━━━━━ Fonte

La pittura d'Eugenio Bruno può essere letta come una mappa marinara di racconti reali e virtuali che ancorano le possibilità caosmiche nelle quali si trova immersa la ricerca personale dell’autore. Essa si presenta, infatti, come se fosse una ricca semiosfera di reti semantiche verificate, esperenziali e ipotetiche che intrecciano la vita e l’arte.

Il richiamo alla mappatura dei sentieri marini è un modo per ricordare che le setole di quest'artista raccontano una navigazione che, passando dalle molteplici gradazioni ricorsive delle soglie telluriche, trasborda scandagli dall’azzurro del mare al cielo degli azzurri. Sono pennellate che, spesso, sembrano emergere come movimento cromatico d'onde e d'alghe e cristallizzarsi come quarzi e paesaggi di colonne e vetrate abissali.

 

Meglio è ricordare anzi che nei lavori po(i)etici d'Eugenio, l’artificio artistico e metaforico coincide con la complessa e concreta con-tingenza dell’uomo nomade della società artificiale e immateriale di oggi. Al suo incrocio, in un quasi perfetto isomorfismo analogico e/o eterologico, il cercatore della conoscenza è, infatti, un costruttore di micromondi con effetti di realtà dove storie di fatti e di sogni passeggiano bene insieme.

Nomade e straniero, come testimonia la storia dell’instabilità della sua dimora artistica (Roma, Parigi, Madrid, la Sicilia, ecc.), Eugenio Bruno è un inquieto intrigante. L’arco della sua opera, disteso sulle tele a coagulare pensieri-emozioni, è, infatti, un magnete di tensione teso ad incontrare il volto dell’altro. Ritrovatisi, insieme ci s'immerge con lui nelle verità parziali o totali che la con-tingenza esistenzia spazializzandosi fra superfici e anfratti di diversa natura.

 

Il suo compagno di viaggio e d'avventura, come nel paese delle meraviglie d'Alice, è invitato a vorticare nei percorsi della vita di questi micromondi possibili che sembrano nascere da tante esplosioni nucleari. Insieme con lui, è se-dotto ad afferrare i nuovi schizzi dell’anima che sfreccia tra coordinate spazio-temporali continue e discontinue. Insieme, allora, si trovano proiettati dentro e fuori di qull’universo microquantico dell’atomo-luce che metaforizza i suoi ultimi lavori sperimentali.

Il mondo plurale dell’atomo, fluido e fluttuante, esplosivo e coinvolgente, è, ci sembra, la chiave di lettura e d'interpretazione più adatta per seguire l'ultimo Eugenio Bruno. Egli ha trovato questa chiave, quasi magica, per narrarci/configurarci il suo universo: un plurimondo che si spacca e vuole riunirsi attorno alla figura complice ora della vita pre-testo di una donna ora di un amico.

Il motore che anima i suoi spazi evasi dalla geometria può essere anche un evento del nostro tempo che più d'ogni altro ha inciso la storia della civiltà o dell’esistenza particolare, individuale e singolare di un soggetto qualsiasi.

━━━━━━━━━━

- [Consegna 1] Estrai dai record ogni riga in cui compare la stringa "xmin".

━━━━━ Record riportati

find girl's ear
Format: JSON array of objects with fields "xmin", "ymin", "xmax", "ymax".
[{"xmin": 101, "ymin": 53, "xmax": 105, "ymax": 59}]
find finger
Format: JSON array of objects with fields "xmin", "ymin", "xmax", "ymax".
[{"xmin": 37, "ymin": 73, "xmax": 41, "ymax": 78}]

━━━━━━━━━━
━━━━━ Record riportati

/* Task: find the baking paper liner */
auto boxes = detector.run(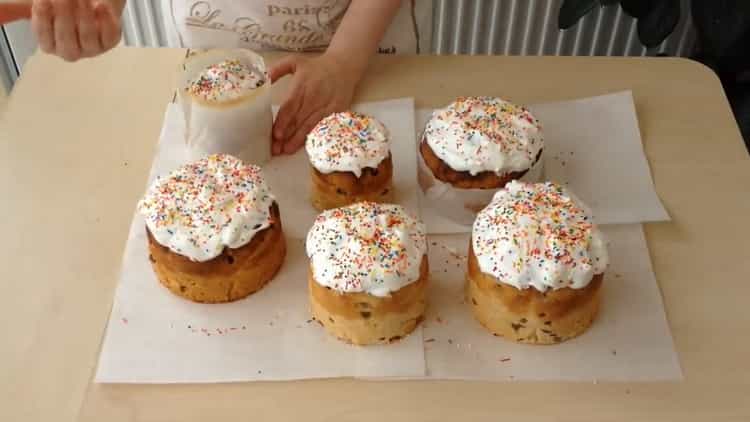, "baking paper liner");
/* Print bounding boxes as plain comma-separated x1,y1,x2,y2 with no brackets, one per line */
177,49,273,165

━━━━━━━━━━
━━━━━ Record riportati

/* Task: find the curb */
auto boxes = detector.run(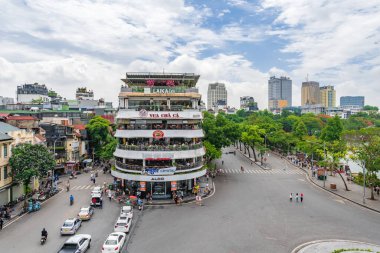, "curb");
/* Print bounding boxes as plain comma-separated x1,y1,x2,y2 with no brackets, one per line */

━━━━━━━━━━

- [Consegna 2] Ricopia dal testo su Eugenio Bruno il tratto che va da "La pittura d'Eugenio" fino a "vita e l’arte.".

- [Soluzione svolta 1]
Format: JSON array of objects with fields "xmin", "ymin", "xmax", "ymax".
[{"xmin": 101, "ymin": 53, "xmax": 105, "ymax": 59}]
Format: JSON array of objects with fields "xmin", "ymin", "xmax", "ymax".
[{"xmin": 37, "ymin": 73, "xmax": 41, "ymax": 78}]

- [Soluzione svolta 2]
La pittura d'Eugenio Bruno può essere letta come una mappa marinara di racconti reali e virtuali che ancorano le possibilità caosmiche nelle quali si trova immersa la ricerca personale dell’autore. Essa si presenta, infatti, come se fosse una ricca semiosfera di reti semantiche verificate, esperenziali e ipotetiche che intrecciano la vita e l’arte.